▸ **AUFGABE**
Schreib den Abschnitt der Quelle von „ich bin sein“ bis einschließlich „Herbboy (12. Januar 2012)“ noch einmal ab und tausche dabei „privatpaket“ gegen „einsteigerpaket“ aus.

▸ **QUELLE**
┄┄┄┄┄┄┄┄┄┄
# wie kann ich eine eigene email adresse ohne server machen?



## baronvonvestholm (12. Januar 2012)

will meine eigene email adresse tim@vaihinger.net machen, den domain gibts noch, aber wie kann ich jetzt eine ohne eigenen webserver machen?


----------



## cann0nf0dder (12. Januar 2012)

du brauchst einen server der unter der entsprechenden domain (die du natürlich auch registrieren musst) die emails empfängt/ weiterleitet/ versendet ...


----------



## baronvonvestholm (12. Januar 2012)

gibts keine seite wo sowas anbietet?


----------



## cann0nf0dder (12. Januar 2012)

ich bin sein jahren bei Domains, Webspace, Domain Webhosting, Server-Hosting Provider ALL-INKL und bin sehr zufrieden mit denen 

das privatpaket beinhaltet 1 domain etc... bietet also alles nötige


----------



## Herbboy (12. Januar 2012)

Also, wenn Du die domain bei einem Anbieter wie zB Strato kaufst/mietest, dann musst Du nicht extra einen eigenen Server dafür aufmachen, sondern Strato verwaltet alles. Du lädst nur die Website bei denen hoch (falls Du eine machen willst), und die emails rufst Du da mit einem email-client ab, als würdest Du sie bei einem freemail-Anbieter oder Deinem Provider per email-client abrufen


----------



## baronvonvestholm (12. Januar 2012)
┄┄┄┄┄┄┄┄┄┄
▸ **INHALT DES DATENSATZES**
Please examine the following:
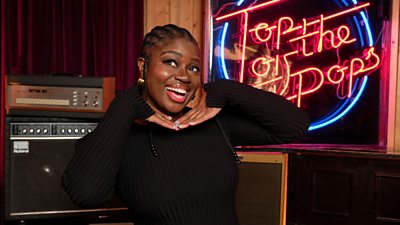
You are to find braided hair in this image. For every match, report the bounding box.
[140,24,199,61]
┄┄┄┄┄┄┄┄┄┄
▸ **LÖSUNG**
ich bin sein jahren bei Domains, Webspace, Domain Webhosting, Server-Hosting Provider ALL-INKL und bin sehr zufrieden mit denen 

das einsteigerpaket beinhaltet 1 domain etc... bietet also alles nötige


----------



## Herbboy (12. Januar 2012)